◆ **Task objective**
Leave every image out, and print the remaining lines below exactly.

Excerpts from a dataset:
^^^^^^^^^^^^^^^^

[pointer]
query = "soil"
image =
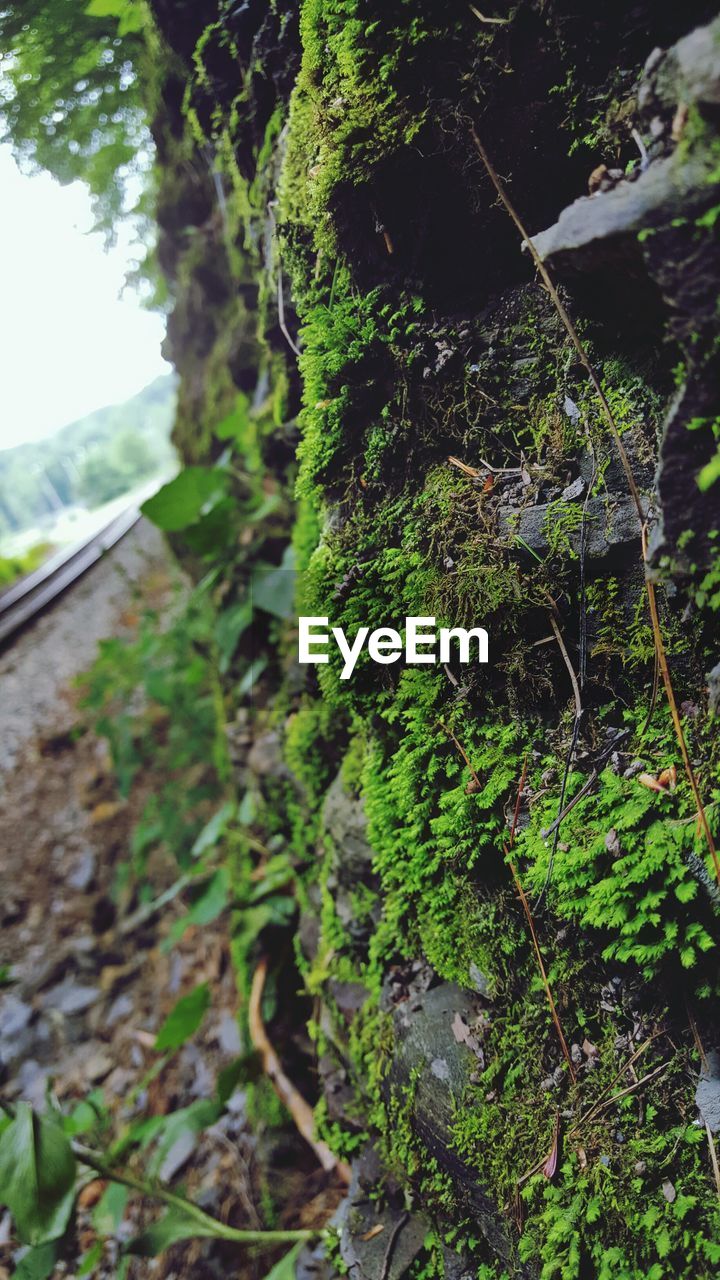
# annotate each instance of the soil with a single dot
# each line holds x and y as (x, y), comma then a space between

^^^^^^^^^^^^^^^^

◆ **Solution**
[pointer]
query = "soil"
image =
# annotate each instance of the soil with a single dot
# each line holds x and y as (x, y), comma then a space between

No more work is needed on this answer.